* EXERCISE PROMPT
Copy out the records below exactly as they appear.

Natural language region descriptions
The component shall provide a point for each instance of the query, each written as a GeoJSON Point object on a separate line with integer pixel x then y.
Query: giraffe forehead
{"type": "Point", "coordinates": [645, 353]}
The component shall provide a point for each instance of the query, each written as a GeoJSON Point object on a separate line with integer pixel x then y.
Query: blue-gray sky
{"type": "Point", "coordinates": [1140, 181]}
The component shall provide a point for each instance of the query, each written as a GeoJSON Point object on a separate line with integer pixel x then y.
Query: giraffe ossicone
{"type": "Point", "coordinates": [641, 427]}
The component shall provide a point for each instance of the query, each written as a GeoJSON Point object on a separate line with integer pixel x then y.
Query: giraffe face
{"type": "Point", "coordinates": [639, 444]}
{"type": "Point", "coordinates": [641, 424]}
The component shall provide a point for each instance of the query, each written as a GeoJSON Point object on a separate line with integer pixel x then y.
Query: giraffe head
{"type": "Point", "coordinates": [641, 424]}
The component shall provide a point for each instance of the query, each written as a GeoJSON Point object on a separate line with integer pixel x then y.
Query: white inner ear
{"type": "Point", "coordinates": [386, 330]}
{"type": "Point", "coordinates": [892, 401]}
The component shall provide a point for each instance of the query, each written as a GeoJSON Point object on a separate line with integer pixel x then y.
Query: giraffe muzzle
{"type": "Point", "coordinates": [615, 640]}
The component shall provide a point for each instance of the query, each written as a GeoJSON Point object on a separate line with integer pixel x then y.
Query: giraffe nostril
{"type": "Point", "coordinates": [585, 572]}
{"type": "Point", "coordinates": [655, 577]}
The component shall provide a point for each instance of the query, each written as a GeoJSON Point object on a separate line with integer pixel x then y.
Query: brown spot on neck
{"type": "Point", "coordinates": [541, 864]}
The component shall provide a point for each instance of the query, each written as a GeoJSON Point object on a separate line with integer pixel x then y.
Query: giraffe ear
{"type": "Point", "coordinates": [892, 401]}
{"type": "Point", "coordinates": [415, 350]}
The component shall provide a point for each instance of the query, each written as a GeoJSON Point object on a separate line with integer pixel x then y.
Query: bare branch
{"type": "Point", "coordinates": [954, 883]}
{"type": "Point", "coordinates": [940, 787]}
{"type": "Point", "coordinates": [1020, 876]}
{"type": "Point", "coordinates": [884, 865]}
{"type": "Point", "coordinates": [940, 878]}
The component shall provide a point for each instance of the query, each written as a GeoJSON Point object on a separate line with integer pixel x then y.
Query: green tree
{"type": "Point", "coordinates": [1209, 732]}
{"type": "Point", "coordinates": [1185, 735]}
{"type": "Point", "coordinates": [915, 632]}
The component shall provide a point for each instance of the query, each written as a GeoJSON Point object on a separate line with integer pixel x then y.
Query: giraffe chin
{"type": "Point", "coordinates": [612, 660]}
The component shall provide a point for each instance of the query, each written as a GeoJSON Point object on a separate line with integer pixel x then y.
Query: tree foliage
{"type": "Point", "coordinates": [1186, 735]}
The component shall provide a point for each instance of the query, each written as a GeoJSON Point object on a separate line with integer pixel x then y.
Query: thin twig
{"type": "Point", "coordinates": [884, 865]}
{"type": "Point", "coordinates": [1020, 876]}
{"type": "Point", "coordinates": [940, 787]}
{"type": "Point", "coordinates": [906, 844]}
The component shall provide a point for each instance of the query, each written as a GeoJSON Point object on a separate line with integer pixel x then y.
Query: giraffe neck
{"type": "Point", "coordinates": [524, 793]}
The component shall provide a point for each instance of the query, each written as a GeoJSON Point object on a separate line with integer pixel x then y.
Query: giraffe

* TASK RESPONSE
The component shall provide a point for each instance of the query, each written as a GeoJSON Point object on a separate line with integer pixel x then y.
Query: giraffe forehead
{"type": "Point", "coordinates": [645, 353]}
The component shall provide a point for each instance of the query, each written as a GeoJSON Point object on a separate line with integer pixel x then y.
Query: blue-gray sky
{"type": "Point", "coordinates": [1140, 181]}
The component shall provide a point for each instance of the query, each written as a GeoJSON Point object on a separate line with integer pixel x then y.
Query: giraffe ossicone
{"type": "Point", "coordinates": [641, 427]}
The component shall provide a point for each instance of the query, each written as a GeoJSON Point object on a separate line with integer pixel x then y.
Query: giraffe face
{"type": "Point", "coordinates": [639, 444]}
{"type": "Point", "coordinates": [641, 424]}
The component shall provide a point for each instance of the query, each written as a GeoJSON Point object on a separate line with integer pixel x then y.
Query: giraffe head
{"type": "Point", "coordinates": [641, 424]}
The component shall provide a point for each instance of the query, each written as a GeoJSON Point object on a separate line with integer pixel x then y.
Query: white inner ear
{"type": "Point", "coordinates": [386, 330]}
{"type": "Point", "coordinates": [892, 401]}
The component shall provide a point for each instance of the query, each written as a GeoJSON Point object on a separate line with integer pixel x then y.
Query: giraffe muzzle
{"type": "Point", "coordinates": [615, 640]}
The component shall provide a point for each instance of the query, each written as a GeoJSON Point object on a separate line with integer pixel x then y.
Query: giraffe nostril
{"type": "Point", "coordinates": [585, 572]}
{"type": "Point", "coordinates": [655, 577]}
The component shall provide a point for each instance of the query, each written as a GeoJSON Point object on a separate line with integer pixel x then y.
Query: brown spot on neck
{"type": "Point", "coordinates": [541, 864]}
The component shall provide a point for each instance of the query, each written as a GeoJSON Point object on a separate line with integer pixel x then y.
Query: giraffe ear
{"type": "Point", "coordinates": [892, 401]}
{"type": "Point", "coordinates": [415, 350]}
The component shall provide a point for each instance of the query, each written as a GeoJSON Point object on a separate line with integer pixel x then y.
Query: bare branch
{"type": "Point", "coordinates": [954, 883]}
{"type": "Point", "coordinates": [940, 787]}
{"type": "Point", "coordinates": [1020, 876]}
{"type": "Point", "coordinates": [884, 865]}
{"type": "Point", "coordinates": [940, 878]}
The component shall provide a point for each instance of the query, each written as a GeoJSON Point object on a separate line with integer pixel x then y.
Query: green tree
{"type": "Point", "coordinates": [1209, 732]}
{"type": "Point", "coordinates": [1185, 735]}
{"type": "Point", "coordinates": [915, 632]}
The component shall provide a point for each instance of the query, each written as a GeoJSON Point object on a separate line with integer pixel x then y.
Query: giraffe chin
{"type": "Point", "coordinates": [612, 660]}
The component shall provide a point for each instance of the query, each written as a GeoJSON Point object on a separate line with integer pixel x then y.
Query: tree foliage
{"type": "Point", "coordinates": [1186, 735]}
The component shall provide a point for each instance of the query, each written as a GeoJSON Point object on a separate line with integer pixel x then y.
Query: thin twig
{"type": "Point", "coordinates": [884, 865]}
{"type": "Point", "coordinates": [1020, 876]}
{"type": "Point", "coordinates": [940, 787]}
{"type": "Point", "coordinates": [906, 844]}
The component shall provide a point for each instance of the query, each written as a GeoJSON Point object on a separate line with integer pixel x then y.
Query: giraffe neck
{"type": "Point", "coordinates": [524, 793]}
The component shall provide a point for each instance of the query, each written as a GeoJSON Point object on a separate line with integer pixel x then y.
Query: giraffe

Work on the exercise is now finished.